# MATERIAL TO PROCESS
★ ★ ★

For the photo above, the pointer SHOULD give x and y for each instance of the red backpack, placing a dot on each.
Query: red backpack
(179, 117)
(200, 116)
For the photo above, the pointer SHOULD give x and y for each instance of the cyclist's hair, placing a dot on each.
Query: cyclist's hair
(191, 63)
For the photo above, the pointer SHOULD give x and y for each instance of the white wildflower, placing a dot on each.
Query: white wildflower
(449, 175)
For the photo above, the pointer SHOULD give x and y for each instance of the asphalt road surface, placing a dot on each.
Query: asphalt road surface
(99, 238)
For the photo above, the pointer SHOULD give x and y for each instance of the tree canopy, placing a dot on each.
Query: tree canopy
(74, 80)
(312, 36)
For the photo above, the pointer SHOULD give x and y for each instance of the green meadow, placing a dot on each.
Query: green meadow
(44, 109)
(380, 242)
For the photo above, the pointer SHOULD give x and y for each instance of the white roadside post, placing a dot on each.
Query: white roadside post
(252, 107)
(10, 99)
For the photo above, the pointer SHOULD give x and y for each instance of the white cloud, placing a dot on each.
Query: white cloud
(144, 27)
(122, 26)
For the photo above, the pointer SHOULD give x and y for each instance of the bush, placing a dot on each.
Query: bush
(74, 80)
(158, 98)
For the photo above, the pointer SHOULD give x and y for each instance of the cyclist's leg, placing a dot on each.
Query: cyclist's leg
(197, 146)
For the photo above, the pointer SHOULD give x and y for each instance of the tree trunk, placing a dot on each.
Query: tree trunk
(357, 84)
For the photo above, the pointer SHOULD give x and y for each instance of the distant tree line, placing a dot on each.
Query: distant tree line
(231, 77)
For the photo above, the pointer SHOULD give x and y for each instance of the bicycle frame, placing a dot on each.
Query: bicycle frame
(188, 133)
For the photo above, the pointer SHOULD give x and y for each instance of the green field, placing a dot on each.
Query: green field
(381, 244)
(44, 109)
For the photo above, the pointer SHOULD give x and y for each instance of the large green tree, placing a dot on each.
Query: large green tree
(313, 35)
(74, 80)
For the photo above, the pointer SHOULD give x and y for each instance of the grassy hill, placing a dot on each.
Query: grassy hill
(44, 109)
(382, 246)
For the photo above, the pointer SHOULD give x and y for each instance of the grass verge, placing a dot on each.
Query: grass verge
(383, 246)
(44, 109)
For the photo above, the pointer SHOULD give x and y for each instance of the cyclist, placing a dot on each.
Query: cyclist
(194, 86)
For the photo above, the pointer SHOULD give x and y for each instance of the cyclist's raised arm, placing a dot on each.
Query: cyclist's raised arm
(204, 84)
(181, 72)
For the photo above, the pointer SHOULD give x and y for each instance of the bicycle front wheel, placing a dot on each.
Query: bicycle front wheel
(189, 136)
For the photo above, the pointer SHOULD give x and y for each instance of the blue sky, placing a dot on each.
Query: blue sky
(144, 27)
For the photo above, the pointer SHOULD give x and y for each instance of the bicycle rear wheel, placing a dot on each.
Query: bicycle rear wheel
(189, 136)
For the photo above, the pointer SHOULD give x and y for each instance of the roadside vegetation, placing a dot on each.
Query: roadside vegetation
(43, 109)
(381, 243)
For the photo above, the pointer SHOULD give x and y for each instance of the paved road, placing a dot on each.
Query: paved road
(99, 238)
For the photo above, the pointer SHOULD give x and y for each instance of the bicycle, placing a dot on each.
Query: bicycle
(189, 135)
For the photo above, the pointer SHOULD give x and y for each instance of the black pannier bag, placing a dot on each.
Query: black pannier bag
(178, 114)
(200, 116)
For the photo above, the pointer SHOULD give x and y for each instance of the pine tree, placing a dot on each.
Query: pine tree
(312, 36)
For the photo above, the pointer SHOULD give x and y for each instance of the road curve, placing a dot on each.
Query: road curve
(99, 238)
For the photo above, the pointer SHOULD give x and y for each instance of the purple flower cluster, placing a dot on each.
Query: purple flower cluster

★ ★ ★

Print all the data exactly.

For the photo above, the pointer SHOULD give x and y for each instance of the red backpack, placing a dot on each.
Query: red backpack
(179, 117)
(200, 116)
For the photo above, the pointer SHOULD give x and y for each instance of the cyclist's hair, placing a dot on each.
Query: cyclist's hair
(191, 63)
For the photo above, the pointer SHOULD give x and y for each instance of the white wildflower, placing a dot on each.
Query: white wildflower
(449, 175)
For the photo above, the pointer SHOULD give x and y for each instance of the asphalt road surface, placing a dot on each.
Query: asphalt road surface
(99, 238)
For the photo above, the pointer SHOULD give x and y for each instance of the tree canopy, placing a dot on each.
Query: tree canopy
(74, 80)
(312, 36)
For the photo above, the pointer SHOULD give x and y for each instance of the green meadow, placing a dot on each.
Query: green meadow
(44, 109)
(380, 242)
For the photo above, the pointer SHOULD give x and y for each instance of the white roadside post, placing a dot on each.
Query: white roadside post
(252, 107)
(10, 99)
For the photo above, the pointer SHOULD give x and y for each instance of the white cloud, placing a dot on each.
Query: white cloud
(144, 27)
(122, 26)
For the photo above, the pointer SHOULD give x and y for each instance of the bush, placing a dot on each.
Query: bush
(74, 80)
(158, 98)
For the photo above, the pointer SHOULD give x and y for each instance of the cyclist's leg, placing a dot on each.
Query: cyclist's leg
(197, 146)
For the photo above, the pointer SHOULD give x and y for each instance of the tree trunk, placing a dot on each.
Query: tree trunk
(357, 84)
For the photo above, the pointer SHOULD give x and y for each instance of the distant tree line, placing a dot on each.
Query: distant tree line
(231, 77)
For the photo above, the pointer SHOULD give x and y for each instance of the bicycle frame, placing a dot on each.
Query: bicycle frame
(188, 133)
For the photo above, the pointer SHOULD give x and y for each instance of the green field, placing a dot on each.
Query: green field
(381, 244)
(44, 109)
For the photo above, the pointer SHOULD give x and y for each instance of the large green tree, placing a dot on each.
Query: large green tree
(313, 35)
(74, 80)
For the photo above, the pointer SHOULD give x and y for each instance of the grassy hill, placing a dot on each.
Query: grassy hill
(44, 109)
(382, 246)
For the photo above, the pointer SHOULD give x and y for each instance of the grass verge, placing a dot on each.
Query: grass verge
(383, 246)
(44, 109)
For the photo above, the pointer SHOULD give x and y for each instance of the cyclist, placing a dot on each.
Query: cyclist
(194, 86)
For the photo above, the pointer SHOULD give x and y for each instance of the cyclist's raised arm, placing a dot on each.
Query: cyclist's raised arm
(204, 84)
(181, 72)
For the photo above, the pointer SHOULD give x and y for each instance of the bicycle front wheel, placing a dot on each.
Query: bicycle front wheel
(189, 136)
For the photo above, the pointer SHOULD give x and y for each instance of the blue sky, placing a dot on each.
Query: blue sky
(144, 27)
For the photo above, the pointer SHOULD give x and y for each instance of the bicycle rear wheel, placing a dot on each.
Query: bicycle rear wheel
(189, 136)
For the photo above, the pointer SHOULD give x and y for each instance of the roadside vegetation, placing a dot on each.
Query: roadside vegetation
(43, 109)
(381, 243)
For the photo above, the pointer SHOULD give x and y for each instance of the paved road, placing a dot on each.
Query: paved road
(99, 238)
For the photo above, the pointer SHOULD give x and y for each instance of the bicycle, placing a dot on each.
Query: bicycle
(189, 135)
For the photo above, the pointer SHOULD give x and y for each instance of the black pannier bag, placing a dot on each.
Query: black pannier bag
(178, 114)
(200, 116)
For the photo above, the pointer SHOULD give x and y for each instance of the pine tree, placing a dot on each.
Query: pine tree
(312, 36)
For the photo above, the pointer SHOULD give x and y for each instance of the road curve, placing a dot on each.
Query: road curve
(99, 238)
For the photo above, the pointer SHOULD give x and y for each instance of the purple flower cluster, placing a dot on each.
Query: purple flower cluster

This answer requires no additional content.